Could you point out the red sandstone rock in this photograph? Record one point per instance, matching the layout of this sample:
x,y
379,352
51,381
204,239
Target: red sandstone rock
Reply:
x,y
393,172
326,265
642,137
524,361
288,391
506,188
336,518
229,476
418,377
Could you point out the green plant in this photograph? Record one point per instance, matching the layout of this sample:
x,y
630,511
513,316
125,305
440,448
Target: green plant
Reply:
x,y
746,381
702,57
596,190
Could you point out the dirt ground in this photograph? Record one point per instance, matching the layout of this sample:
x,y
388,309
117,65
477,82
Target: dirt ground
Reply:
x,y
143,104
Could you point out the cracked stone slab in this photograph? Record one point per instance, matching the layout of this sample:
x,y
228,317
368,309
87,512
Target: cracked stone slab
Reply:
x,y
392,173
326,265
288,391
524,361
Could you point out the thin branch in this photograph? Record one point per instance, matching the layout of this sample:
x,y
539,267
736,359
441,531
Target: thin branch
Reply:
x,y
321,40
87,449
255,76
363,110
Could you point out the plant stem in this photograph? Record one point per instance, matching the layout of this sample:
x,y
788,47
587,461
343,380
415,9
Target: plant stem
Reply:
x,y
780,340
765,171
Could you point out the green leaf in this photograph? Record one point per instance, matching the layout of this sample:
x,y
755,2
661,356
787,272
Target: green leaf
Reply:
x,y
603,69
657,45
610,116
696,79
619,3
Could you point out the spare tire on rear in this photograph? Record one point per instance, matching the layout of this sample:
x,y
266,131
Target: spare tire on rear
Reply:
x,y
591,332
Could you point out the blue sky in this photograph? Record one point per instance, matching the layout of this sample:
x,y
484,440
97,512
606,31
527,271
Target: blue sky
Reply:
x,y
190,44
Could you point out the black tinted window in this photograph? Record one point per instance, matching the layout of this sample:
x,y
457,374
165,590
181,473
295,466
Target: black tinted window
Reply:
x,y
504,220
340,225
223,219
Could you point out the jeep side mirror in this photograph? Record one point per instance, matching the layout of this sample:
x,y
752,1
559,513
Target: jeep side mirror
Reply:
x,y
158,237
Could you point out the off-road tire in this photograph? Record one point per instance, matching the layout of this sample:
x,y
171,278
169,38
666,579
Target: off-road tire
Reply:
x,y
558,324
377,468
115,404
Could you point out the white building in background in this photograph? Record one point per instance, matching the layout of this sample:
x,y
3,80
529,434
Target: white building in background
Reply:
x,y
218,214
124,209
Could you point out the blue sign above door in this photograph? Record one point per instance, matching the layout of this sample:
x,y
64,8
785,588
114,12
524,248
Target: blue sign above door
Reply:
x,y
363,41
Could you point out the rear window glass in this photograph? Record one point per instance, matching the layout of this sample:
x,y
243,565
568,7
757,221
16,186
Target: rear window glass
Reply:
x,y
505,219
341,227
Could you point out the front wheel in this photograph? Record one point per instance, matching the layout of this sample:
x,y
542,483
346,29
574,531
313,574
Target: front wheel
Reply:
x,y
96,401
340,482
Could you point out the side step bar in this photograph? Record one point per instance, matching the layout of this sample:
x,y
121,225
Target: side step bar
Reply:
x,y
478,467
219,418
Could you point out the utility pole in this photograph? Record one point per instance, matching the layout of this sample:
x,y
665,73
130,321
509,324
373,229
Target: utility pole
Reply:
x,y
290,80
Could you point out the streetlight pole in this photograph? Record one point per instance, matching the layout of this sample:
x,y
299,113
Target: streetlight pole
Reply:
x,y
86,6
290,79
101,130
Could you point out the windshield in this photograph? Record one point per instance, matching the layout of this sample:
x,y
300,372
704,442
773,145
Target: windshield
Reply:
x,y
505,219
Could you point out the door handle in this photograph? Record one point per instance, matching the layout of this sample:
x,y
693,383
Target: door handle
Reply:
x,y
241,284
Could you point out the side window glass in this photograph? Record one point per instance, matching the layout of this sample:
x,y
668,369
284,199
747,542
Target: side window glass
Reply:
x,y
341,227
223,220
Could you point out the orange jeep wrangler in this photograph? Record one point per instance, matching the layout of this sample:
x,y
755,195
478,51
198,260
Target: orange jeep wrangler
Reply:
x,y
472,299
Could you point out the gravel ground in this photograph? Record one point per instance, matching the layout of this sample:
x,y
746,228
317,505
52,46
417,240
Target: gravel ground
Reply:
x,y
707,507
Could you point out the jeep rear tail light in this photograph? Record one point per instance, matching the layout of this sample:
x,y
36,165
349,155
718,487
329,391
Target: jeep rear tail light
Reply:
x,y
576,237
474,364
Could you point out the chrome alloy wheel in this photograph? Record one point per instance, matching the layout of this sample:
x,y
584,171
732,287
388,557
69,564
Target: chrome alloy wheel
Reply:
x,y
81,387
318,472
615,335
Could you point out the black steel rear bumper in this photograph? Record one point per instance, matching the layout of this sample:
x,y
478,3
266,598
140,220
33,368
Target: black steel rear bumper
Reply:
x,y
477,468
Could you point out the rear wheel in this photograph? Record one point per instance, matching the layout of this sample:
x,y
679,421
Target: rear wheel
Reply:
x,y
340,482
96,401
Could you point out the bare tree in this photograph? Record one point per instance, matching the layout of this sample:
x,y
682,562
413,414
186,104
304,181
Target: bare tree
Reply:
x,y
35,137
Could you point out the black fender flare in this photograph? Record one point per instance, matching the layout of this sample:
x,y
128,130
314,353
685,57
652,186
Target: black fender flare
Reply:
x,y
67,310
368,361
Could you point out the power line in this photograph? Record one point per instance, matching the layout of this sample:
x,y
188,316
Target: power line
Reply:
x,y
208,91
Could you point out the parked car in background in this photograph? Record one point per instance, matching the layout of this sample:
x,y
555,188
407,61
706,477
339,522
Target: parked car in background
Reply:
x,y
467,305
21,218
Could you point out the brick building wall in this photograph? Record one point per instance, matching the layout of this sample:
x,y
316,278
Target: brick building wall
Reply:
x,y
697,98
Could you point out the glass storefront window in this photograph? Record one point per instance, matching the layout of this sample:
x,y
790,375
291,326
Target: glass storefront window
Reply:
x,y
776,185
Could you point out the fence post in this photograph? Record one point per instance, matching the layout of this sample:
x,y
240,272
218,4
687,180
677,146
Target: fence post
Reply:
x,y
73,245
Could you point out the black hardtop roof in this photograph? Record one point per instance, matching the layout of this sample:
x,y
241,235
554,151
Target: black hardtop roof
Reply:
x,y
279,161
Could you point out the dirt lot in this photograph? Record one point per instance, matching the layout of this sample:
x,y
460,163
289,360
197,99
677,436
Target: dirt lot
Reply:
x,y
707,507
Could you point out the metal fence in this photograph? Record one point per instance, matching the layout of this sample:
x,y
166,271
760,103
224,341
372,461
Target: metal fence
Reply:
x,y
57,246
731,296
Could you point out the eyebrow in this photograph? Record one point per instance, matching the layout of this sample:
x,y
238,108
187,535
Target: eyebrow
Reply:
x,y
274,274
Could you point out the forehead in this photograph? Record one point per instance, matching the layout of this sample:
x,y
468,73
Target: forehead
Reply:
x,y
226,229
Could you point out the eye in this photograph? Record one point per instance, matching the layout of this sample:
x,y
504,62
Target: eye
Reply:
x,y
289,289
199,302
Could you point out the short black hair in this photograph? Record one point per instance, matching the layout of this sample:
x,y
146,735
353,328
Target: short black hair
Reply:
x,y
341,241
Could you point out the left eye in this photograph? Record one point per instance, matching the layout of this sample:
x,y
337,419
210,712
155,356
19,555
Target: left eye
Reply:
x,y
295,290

WHAT YOU ARE ASKED TO DO
Please repeat the listing exactly, with nothing left out.

WORKED ANSWER
Could you point out the red sandstone rock in this photograph? Record one point per instance, matching the layout of this sample:
x,y
379,352
51,381
204,239
Target: red sandstone rock
Reply:
x,y
393,172
326,265
642,137
524,361
288,391
506,188
336,518
229,476
418,377
Could you point out the green plant in this photograph? Record one point per instance, matching the layout of this sample:
x,y
630,511
513,316
125,305
440,448
Target: green plant
Reply:
x,y
746,381
702,57
596,190
Could you point out the dirt ground in this photograph? Record one point per instance, matching the layout of this sample:
x,y
388,309
117,65
477,82
Target: dirt ground
Reply:
x,y
143,104
Could you point out the cracked stone slab in this photograph? Record one point per instance, matching the layout of this sample:
x,y
228,317
368,309
87,512
Target: cracked stone slab
Reply:
x,y
392,173
326,265
288,391
524,361
Could you point out the thin branch in this photograph? Record one point per instance, matching the layout of this sample:
x,y
539,267
736,359
441,531
Target: thin branch
Reply:
x,y
321,40
87,449
255,76
363,110
Could you point out the plant stem in this photograph? Record one point per instance, matching the layout of this sample:
x,y
788,47
587,461
343,380
415,9
Target: plant stem
Reply:
x,y
780,340
765,171
Could you point out the green leaf in this photograph? Record one point per instance, matching the layout of this sample:
x,y
755,2
661,356
787,272
Target: green leaf
Reply:
x,y
603,69
657,45
610,116
696,79
619,3
Could you point out the spare tire on rear in this photograph? Record one point per instance, matching the layout of this sample:
x,y
266,131
Target: spare tire on rear
Reply:
x,y
591,332
Could you point out the blue sky in this photograph? Record one point per instance, matching the layout of this sample:
x,y
484,440
97,512
606,31
527,271
Target: blue sky
Reply:
x,y
190,44
Could you point out the black tinted window in this photograph? Record one point per instance, matching the layout of this sample:
x,y
457,374
165,590
181,473
295,466
Target: black tinted window
Reply:
x,y
504,220
340,225
223,219
Could you point out the jeep side mirror in this photograph? Record one point per instance, matching the layout of this sample:
x,y
752,1
559,513
Target: jeep side mirror
Reply:
x,y
158,237
Could you point out the off-road tire in this photograph? Record one point per instance, matching the layout of this sample:
x,y
171,278
169,38
666,579
Target: off-road tire
Reply:
x,y
558,324
377,468
115,404
Could you point out the white building in background in this photograph? Record one point per instance, matching the layout of this sample:
x,y
3,80
529,434
Target: white building in background
Reply:
x,y
218,214
124,209
Could you point out the blue sign above door in this photograph? Record one point per instance, matching the layout of this sample:
x,y
64,8
785,588
114,12
524,248
Target: blue sign above door
Reply:
x,y
363,41
Could you point out the rear window glass in this photograph? Record one point per instance, matching the layout of this sample:
x,y
243,565
568,7
757,221
16,186
Target: rear window glass
Reply:
x,y
505,219
341,227
Could you point out the front wheel in this photograph? Record one point per instance, matching the layout of this sample:
x,y
542,483
346,29
574,531
313,574
Target: front wheel
Reply:
x,y
96,401
340,482
Could you point out the side step bar in this photograph? Record one point per instance, matching the layout of this sample:
x,y
121,225
Target: side step bar
Reply:
x,y
478,467
219,418
Could you point out the utility pole in this photograph? Record one point per instance, matching the layout of this sample:
x,y
665,73
130,321
509,324
373,229
Target: utility pole
Reply:
x,y
290,80
Could you point out the streetlight pole in this photograph? Record one point per instance, matching the layout of this sample:
x,y
299,113
Target: streetlight pole
Reply:
x,y
86,6
290,79
101,130
Could you point out the windshield in this photograph? Record one point per instance, matching the layout of this sample:
x,y
300,372
704,442
773,145
Target: windshield
Reply:
x,y
505,219
Could you point out the door handle in this photograph? Record one point per instance, matching the layout of this sample:
x,y
693,383
Target: door handle
Reply:
x,y
241,284
Could you point out the side window glass in this photograph? Record one point per instance, matching the layout of this sample:
x,y
668,369
284,199
747,542
Target: side window glass
Reply:
x,y
341,227
223,220
Could you point out the orange jeep wrangler in this photograph? Record one point per instance, matching the layout of this sample:
x,y
755,195
478,51
198,260
Target: orange jeep wrangler
Reply:
x,y
472,299
Could you point out the gravel ground in this photograph? Record one point per instance, matching the layout of this sample:
x,y
746,228
317,505
52,46
417,240
Target: gravel ground
Reply:
x,y
707,507
Could you point out the jeep rear tail light in this photograph? Record one point per instance, matching the layout of this sample:
x,y
36,165
349,155
718,487
329,391
Target: jeep rear tail light
Reply:
x,y
576,237
474,364
Could you point out the chrome alloy wheel in this photograph? Record one point per instance, matching the layout of this sample:
x,y
584,171
732,287
388,557
69,564
Target: chrome alloy wheel
Reply:
x,y
81,387
318,472
615,335
Could you point out the black steel rear bumper in this photograph? Record one point per instance, matching the layout of this sample:
x,y
478,3
266,598
140,220
33,368
Target: black steel rear bumper
Reply:
x,y
477,468
Could you point out the rear wheel in this photograph? Record one point per instance, matching the layout of this sample:
x,y
679,421
Target: rear wheel
Reply:
x,y
340,482
96,401
Could you point out the bare tree in this photograph? Record one point per instance, matching the layout of this sample:
x,y
682,562
413,414
186,104
304,181
Target: bare tree
Reply:
x,y
35,137
Could you point out the black fender flare in this photograph? Record one point per instance, matching the layout of this sample:
x,y
128,130
314,353
685,57
652,186
Target: black fender flare
Reply:
x,y
67,310
368,361
Could you point out the power line in this photograph? Record one point per instance, matching the layout of this sample:
x,y
188,316
Target: power line
Reply:
x,y
208,91
Could you point out the parked car in background in this photograph? Record one point per instance, matching the layout of this sample:
x,y
555,188
407,61
706,477
339,522
Target: parked car in background
Reply:
x,y
467,305
21,218
Could you point out the brick building wall in this photograph? Record one point per instance, matching the layout of this sample:
x,y
316,278
Target: brick building wall
Reply:
x,y
697,98
Could you point out the glass storefront window in this photograph? Record one point per instance, matching the layout of this sample:
x,y
790,375
291,326
Target: glass storefront window
Reply:
x,y
776,185
Could you point out the fence post in this photograph? Record one point per instance, matching the layout of this sample:
x,y
240,272
218,4
687,180
677,146
Target: fence post
Reply:
x,y
73,245
Could you point out the black hardtop roof in this photograph? Record one point per instance, matching the layout of this sample:
x,y
241,235
554,151
Target: black hardtop roof
Reply:
x,y
279,161
Could you point out the dirt lot in this photograph? Record one point per instance, matching the layout of this sample:
x,y
460,163
289,360
197,99
677,436
Target: dirt lot
Reply:
x,y
707,507
Could you point out the metal fence in this photograph? Record one point per instance, matching the layout of this sample:
x,y
166,271
760,103
224,341
372,461
Target: metal fence
Reply:
x,y
57,246
731,296
Could you point out the eyebrow in this photograph? Record one point per instance, matching the layout of this sample:
x,y
238,108
187,535
Target: eyebrow
Reply:
x,y
274,274
Could you point out the forehead in this photograph? Record one point per instance, matching the layout of this sample:
x,y
468,73
Target: forehead
Reply:
x,y
226,229
Could you point out the eye in this photograph? Record one point per instance, matching the layout of this sample:
x,y
504,62
Target: eye
Reply:
x,y
289,289
199,302
Could you point out the short black hair in this photograph? Record one point per instance, matching the layout of this sample:
x,y
146,735
353,328
Target: short black hair
Reply:
x,y
341,241
Could you point out the left eye in this photograph? Record one point per instance, matching the layout of this sample:
x,y
337,419
210,712
155,356
19,555
Target: left eye
Reply:
x,y
295,290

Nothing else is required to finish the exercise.